TASK STATEMENT: Below are entries; copy exactly, and only, the lines from the one containing "Tag every instance of the cloudy" through their final line, leaving out pictures.

DATA EXCERPTS:
-- -- --

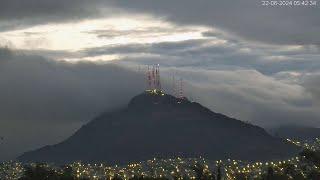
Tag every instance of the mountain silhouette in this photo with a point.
(162, 126)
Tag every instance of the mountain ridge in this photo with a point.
(159, 125)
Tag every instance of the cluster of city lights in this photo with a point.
(179, 168)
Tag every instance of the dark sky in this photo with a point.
(256, 63)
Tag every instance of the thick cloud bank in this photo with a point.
(246, 18)
(44, 101)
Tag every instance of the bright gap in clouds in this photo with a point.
(73, 37)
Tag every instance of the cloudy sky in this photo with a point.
(63, 62)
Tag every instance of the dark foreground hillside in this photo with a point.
(160, 125)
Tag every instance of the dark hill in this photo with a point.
(161, 126)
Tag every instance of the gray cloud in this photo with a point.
(18, 14)
(44, 101)
(246, 18)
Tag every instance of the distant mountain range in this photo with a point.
(160, 125)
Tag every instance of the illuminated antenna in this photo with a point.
(174, 85)
(154, 84)
(181, 89)
(158, 77)
(149, 78)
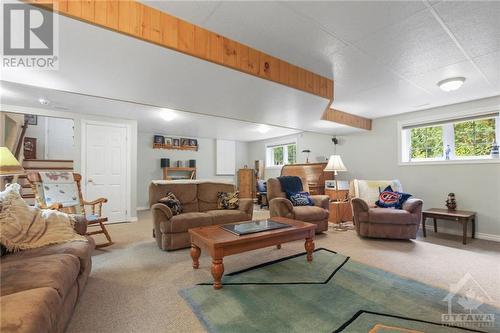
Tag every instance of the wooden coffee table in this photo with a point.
(221, 243)
(460, 216)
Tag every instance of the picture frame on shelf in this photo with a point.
(159, 139)
(31, 119)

-- -- --

EXPECTED ANSWER:
Tag every instance of the cloudy sky in this photo with a point.
(63, 62)
Tag every instance of the dark foreground hillside in this photo with a point.
(160, 125)
Tag every instance of the dark hill in this photo with a point.
(161, 126)
Tag every instance of the gray cloud in this photo with a point.
(18, 14)
(44, 101)
(246, 18)
Tag every instance of the distant mountain range in this photo with a point.
(160, 125)
Tag every instance of the illuminated antenna in this photo with a point.
(174, 85)
(154, 84)
(181, 89)
(158, 77)
(149, 78)
Tag every instance of the wooden coffee table in this photo with a point.
(221, 243)
(460, 216)
Tag every instance of the picture frame on shelf in this photo with a point.
(159, 139)
(31, 119)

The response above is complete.